Identify each line in the rows below that contains the word "shirt", and copy every such line in full.
(begin)
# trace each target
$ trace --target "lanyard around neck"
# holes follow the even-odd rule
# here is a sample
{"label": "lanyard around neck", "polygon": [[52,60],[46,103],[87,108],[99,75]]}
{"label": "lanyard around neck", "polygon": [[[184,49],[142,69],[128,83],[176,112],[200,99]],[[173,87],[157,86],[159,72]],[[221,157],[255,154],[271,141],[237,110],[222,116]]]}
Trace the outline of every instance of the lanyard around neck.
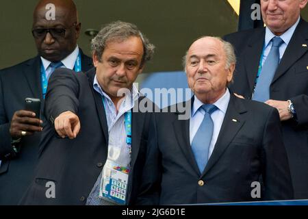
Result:
{"label": "lanyard around neck", "polygon": [[[75,63],[74,70],[75,72],[81,71],[81,55],[80,53],[78,54],[77,58]],[[43,99],[45,99],[46,92],[47,92],[48,78],[46,75],[46,70],[42,63],[40,64],[40,75],[42,79],[42,88]]]}

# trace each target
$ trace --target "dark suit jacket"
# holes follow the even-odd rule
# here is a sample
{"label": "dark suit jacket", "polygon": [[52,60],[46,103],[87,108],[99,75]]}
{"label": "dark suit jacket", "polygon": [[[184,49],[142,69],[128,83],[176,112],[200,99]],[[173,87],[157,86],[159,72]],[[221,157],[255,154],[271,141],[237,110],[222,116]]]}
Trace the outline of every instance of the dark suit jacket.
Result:
{"label": "dark suit jacket", "polygon": [[[42,151],[34,180],[23,198],[23,205],[86,203],[105,163],[108,148],[107,118],[101,96],[93,89],[94,76],[95,68],[86,74],[75,74],[62,68],[51,76],[45,102],[45,116],[51,123],[43,131],[40,144]],[[135,104],[138,105],[138,101]],[[54,130],[53,119],[65,111],[75,112],[80,120],[80,133],[73,140],[58,138]],[[129,204],[134,203],[139,187],[151,115],[132,113]],[[55,183],[55,198],[46,198],[48,181]]]}
{"label": "dark suit jacket", "polygon": [[[190,102],[186,107],[190,110]],[[214,151],[202,173],[190,144],[190,120],[179,120],[179,114],[155,115],[139,204],[256,201],[251,195],[251,183],[261,178],[261,200],[292,198],[275,109],[231,95]],[[203,185],[199,185],[201,180]]]}
{"label": "dark suit jacket", "polygon": [[[81,53],[82,70],[87,70],[93,66],[92,60]],[[43,103],[40,68],[37,56],[0,71],[0,205],[17,205],[33,177],[40,133],[23,138],[16,155],[9,129],[14,113],[24,109],[25,98]]]}
{"label": "dark suit jacket", "polygon": [[[238,58],[231,90],[251,98],[263,49],[265,28],[231,34]],[[291,100],[297,121],[282,122],[295,198],[308,198],[308,23],[300,20],[283,54],[270,88],[274,100]]]}

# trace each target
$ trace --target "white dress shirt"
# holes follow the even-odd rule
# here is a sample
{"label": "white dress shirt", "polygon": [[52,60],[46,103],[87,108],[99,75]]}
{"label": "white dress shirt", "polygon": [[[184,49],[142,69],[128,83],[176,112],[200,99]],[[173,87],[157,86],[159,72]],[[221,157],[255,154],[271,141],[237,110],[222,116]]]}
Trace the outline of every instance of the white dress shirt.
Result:
{"label": "white dress shirt", "polygon": [[[230,92],[227,89],[224,94],[220,97],[216,102],[214,103],[217,107],[217,110],[215,110],[211,114],[211,118],[214,123],[213,136],[211,137],[211,144],[209,149],[209,159],[211,157],[213,150],[215,147],[215,144],[218,138],[219,132],[222,125],[222,122],[226,114],[227,108],[228,107],[229,102],[230,101]],[[201,105],[204,103],[194,96],[194,101],[192,105],[192,114],[190,115],[190,142],[192,145],[192,140],[194,139],[196,133],[201,124],[205,112],[203,110],[198,110]]]}

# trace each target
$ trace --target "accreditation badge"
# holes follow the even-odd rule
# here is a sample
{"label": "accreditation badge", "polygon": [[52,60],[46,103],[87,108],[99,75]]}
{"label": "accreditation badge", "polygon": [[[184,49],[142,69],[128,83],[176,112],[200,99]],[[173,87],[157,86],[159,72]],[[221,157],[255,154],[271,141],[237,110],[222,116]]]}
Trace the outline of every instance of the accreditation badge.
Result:
{"label": "accreditation badge", "polygon": [[117,205],[125,205],[129,169],[107,159],[100,183],[99,197]]}

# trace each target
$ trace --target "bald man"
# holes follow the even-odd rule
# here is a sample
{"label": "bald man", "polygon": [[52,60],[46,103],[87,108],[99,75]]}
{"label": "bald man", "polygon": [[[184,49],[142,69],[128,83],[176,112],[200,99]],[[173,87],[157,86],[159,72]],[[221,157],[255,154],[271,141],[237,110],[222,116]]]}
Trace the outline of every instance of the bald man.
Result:
{"label": "bald man", "polygon": [[292,199],[278,111],[227,87],[235,67],[232,45],[201,37],[184,60],[194,92],[185,104],[189,116],[172,112],[182,104],[155,114],[137,204]]}
{"label": "bald man", "polygon": [[25,99],[39,99],[42,112],[47,81],[55,68],[79,72],[92,67],[77,44],[80,30],[73,1],[40,1],[32,26],[38,55],[0,70],[0,205],[18,204],[38,157],[44,119],[24,110]]}

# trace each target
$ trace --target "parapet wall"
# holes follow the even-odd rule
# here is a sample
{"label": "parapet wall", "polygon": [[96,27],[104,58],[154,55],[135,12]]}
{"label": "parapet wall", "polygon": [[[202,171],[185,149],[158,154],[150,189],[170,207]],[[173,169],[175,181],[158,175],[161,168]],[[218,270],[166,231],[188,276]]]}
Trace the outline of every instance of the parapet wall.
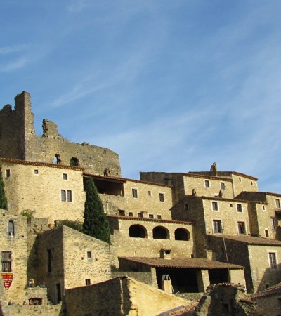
(end)
Final result:
$ trace --target "white dress shirt"
{"label": "white dress shirt", "polygon": [[52,60],[46,103],[87,108],[99,75]]}
{"label": "white dress shirt", "polygon": [[[184,49],[142,69],[128,83],[176,112],[200,99]],[[173,87],[157,86],[159,72]],[[221,157],[255,154],[271,141],[237,110],[222,116]]]}
Trace the outline of every instance of the white dress shirt.
{"label": "white dress shirt", "polygon": [[[230,92],[227,89],[224,94],[220,97],[216,102],[214,103],[217,107],[217,110],[215,110],[211,114],[211,118],[214,123],[213,136],[211,137],[211,144],[209,149],[209,159],[211,157],[213,150],[215,147],[215,144],[218,138],[219,132],[222,125],[222,122],[226,114],[227,108],[228,107],[229,102],[230,101]],[[201,105],[204,103],[194,96],[194,101],[192,105],[192,114],[190,115],[190,142],[192,145],[192,140],[194,139],[196,133],[201,124],[205,112],[203,110],[198,110]]]}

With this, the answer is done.